§ **Metin kesiti**
※
Selo: Farklı yerlerden gelip burada buluşuyoruz. 94’te Ceza Üsküdar’dan, Önder Şahin Ümraniye’den, ben Küçükyalı’dan geliyordum. Odak noktamız Kadıköy, daha doğrusu Rexx Sineması’ydı. Orada Afife Jale heykeli vardı ve hepimiz onun önünde otururduk. Burası, Kadıköy, hip hop’ın doğuş yeri, Bakırköy’den de her yerden de buraya gelinirdi. Tüm rap’çiler, dansçılar… Eskiye göre şöyle bir fark da var: Eskiden biz rap’çiler, rocker’lar, punk’lar hep birlikte takılırdık. 95-96 gibi Hans diye bir mekan vardı, biz orada konserler yapardık. İki saat punk, iki saat metal, iki saat rap çalardı. Herkes kendi sırasını bekleyip kendi sırasında dans ederdi çünkü o kadar insanı ancak böyle bir araya getirebiliyorduk.Hepiniz Kadıköylü müsünüz?
Sence Kadıköy hala alternatif kültürlere eskisi kadar açık mı?
Selo: Kesinlikle, Kadıköy’ün ruhu müziktir, sanattır. Diğer tayfalara bir bak, Acun’un programına çıkıyorlar. Ün yapmak, televizyonda görünmek, kazanç sağlamak için kendini rezil eden bir sürü adam oldu. O Ses Türkiye’ye çıkan, kendini popçulara seçtiren bir sürü adam oldu. Bizim kültürümüz sokaktan gelir ve bu adamlar sıçtı. Bizim olayımıza baktığında, biz katılmayız, milyonlar da verseler.
Şarkı yarışmaları ve firmalarla anlaşmak ya da sokak kültürüne ihanet etmek üzerine çok şey söylüyorsun. Oysa yarışmalara çıkan rap’çiler de sokak kültürünü anaakıma sızdırdıklarını düşünüyor.
Selo: E tamam sızıyorsun da gidip Hadise’den rap’çi olarak onay almak hiç hoş bir şey değil. O kadın rap’ten anlamıyor ki, nasıl seni seçebilir be abi! Senin müzik tarzınla alakalı olmayan insanlara kendini nasıl seçtirebiliyorsun, sen sokağın içinden gelme bir adamsın.
İnsan ister istemez Ceza’yı düşünüyor; rap kültürünün anaakımda en fazla görünmesine sebep olan oydu.
※
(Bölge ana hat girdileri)
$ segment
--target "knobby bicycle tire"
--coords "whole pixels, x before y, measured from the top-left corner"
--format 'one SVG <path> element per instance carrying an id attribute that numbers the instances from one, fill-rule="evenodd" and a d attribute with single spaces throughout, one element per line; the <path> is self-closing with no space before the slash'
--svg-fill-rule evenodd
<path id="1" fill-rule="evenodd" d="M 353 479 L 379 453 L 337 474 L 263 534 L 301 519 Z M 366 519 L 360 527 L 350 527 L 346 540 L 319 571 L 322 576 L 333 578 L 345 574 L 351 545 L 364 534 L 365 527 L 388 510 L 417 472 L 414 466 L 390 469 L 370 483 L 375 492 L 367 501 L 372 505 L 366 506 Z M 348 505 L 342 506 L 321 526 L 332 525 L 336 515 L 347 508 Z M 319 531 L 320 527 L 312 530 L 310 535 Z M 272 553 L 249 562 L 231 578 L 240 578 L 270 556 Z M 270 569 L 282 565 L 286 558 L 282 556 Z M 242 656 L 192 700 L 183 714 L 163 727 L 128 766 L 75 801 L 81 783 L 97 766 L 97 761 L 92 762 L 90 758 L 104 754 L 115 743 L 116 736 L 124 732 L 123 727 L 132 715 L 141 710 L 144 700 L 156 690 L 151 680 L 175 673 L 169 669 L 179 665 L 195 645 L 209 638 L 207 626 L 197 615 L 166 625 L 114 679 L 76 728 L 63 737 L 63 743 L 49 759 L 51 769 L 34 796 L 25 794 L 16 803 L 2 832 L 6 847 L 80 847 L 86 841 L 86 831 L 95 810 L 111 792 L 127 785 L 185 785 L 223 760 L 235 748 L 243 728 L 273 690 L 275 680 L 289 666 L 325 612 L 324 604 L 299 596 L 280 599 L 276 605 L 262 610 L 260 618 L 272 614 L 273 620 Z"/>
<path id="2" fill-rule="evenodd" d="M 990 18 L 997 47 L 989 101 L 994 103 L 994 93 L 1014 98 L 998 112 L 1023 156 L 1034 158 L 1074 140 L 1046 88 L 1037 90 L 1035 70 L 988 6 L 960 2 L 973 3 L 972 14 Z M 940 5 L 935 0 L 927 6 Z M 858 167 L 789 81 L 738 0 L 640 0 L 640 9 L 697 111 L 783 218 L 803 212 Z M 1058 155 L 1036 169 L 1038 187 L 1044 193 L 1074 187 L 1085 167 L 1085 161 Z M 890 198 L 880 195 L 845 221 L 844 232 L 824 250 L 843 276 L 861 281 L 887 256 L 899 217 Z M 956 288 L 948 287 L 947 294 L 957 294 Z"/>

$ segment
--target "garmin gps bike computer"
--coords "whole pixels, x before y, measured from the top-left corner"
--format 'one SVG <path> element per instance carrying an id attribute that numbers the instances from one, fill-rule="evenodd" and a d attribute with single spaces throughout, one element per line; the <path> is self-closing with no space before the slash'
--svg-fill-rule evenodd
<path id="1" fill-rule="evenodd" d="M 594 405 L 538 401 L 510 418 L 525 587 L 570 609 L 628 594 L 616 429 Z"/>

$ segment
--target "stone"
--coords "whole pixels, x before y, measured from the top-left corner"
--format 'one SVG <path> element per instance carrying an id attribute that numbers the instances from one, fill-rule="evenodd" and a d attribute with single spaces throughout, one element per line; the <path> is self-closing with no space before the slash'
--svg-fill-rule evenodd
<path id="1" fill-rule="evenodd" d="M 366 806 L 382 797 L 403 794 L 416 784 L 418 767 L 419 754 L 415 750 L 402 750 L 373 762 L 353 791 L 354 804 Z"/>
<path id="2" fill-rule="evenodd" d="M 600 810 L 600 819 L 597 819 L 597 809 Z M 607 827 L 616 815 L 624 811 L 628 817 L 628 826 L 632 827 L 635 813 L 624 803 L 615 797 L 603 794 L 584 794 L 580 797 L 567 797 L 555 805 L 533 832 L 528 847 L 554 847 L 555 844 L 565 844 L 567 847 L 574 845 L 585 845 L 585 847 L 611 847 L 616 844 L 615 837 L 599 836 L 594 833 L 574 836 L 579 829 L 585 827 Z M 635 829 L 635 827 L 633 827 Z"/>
※
§ **Çözülecek görevler**
1 > Kadıköy söyleşisinin "Selo: Kesinlikle, Kadıköy’ün" sözlerinden başlayıp "gelme bir adamsın." sözleri de dahil olmak üzere süren kısmını, "bir sürü adam" yerine "pek çok kişi" koyarak yeniden yaz.
2 > Aşağıdaki ifadelerin Kadıköy söyleşisiyle örtüşüp örtüşmediğini evet ya da hayır diye belirt ve her biri için belirleyici sözleri metinden aynen alıntıla.
(a) Selo 94'te Küçükyalı'dan geliyordu.
(b) Hans adlı mekânda yalnızca rap çalınırdı.
(c) Selo'ya göre Kadıköy'ün ruhu müzik ve sanattır.
Bu verilere ihtiyaç yoktur.

§ **Yanıtlar**
1 >
Selo: Kesinlikle, Kadıköy’ün ruhu müziktir, sanattır. Diğer tayfalara bir bak, Acun’un programına çıkıyorlar. Ün yapmak, televizyonda görünmek, kazanç sağlamak için kendini rezil eden pek çok kişi oldu. O Ses Türkiye’ye çıkan, kendini popçulara seçtiren pek çok kişi oldu. Bizim kültürümüz sokaktan gelir ve bu adamlar sıçtı. Bizim olayımıza baktığında, biz katılmayız, milyonlar da verseler.
Şarkı yarışmaları ve firmalarla anlaşmak ya da sokak kültürüne ihanet etmek üzerine çok şey söylüyorsun. Oysa yarışmalara çıkan rap’çiler de sokak kültürünü anaakıma sızdırdıklarını düşünüyor.
Selo: E tamam sızıyorsun da gidip Hadise’den rap’çi olarak onay almak hiç hoş bir şey değil. O kadın rap’ten anlamıyor ki, nasıl seni seçebilir be abi! Senin müzik tarzınla alakalı olmayan insanlara kendini nasıl seçtirebiliyorsun, sen sokağın içinden gelme bir adamsın.

2 >
(a) Evet: "ben Küçükyalı’dan geliyordum"
(b) Hayır: "İki saat punk, iki saat metal, iki saat rap çalardı."
(c) Evet: "Kadıköy’ün ruhu müziktir, sanattır."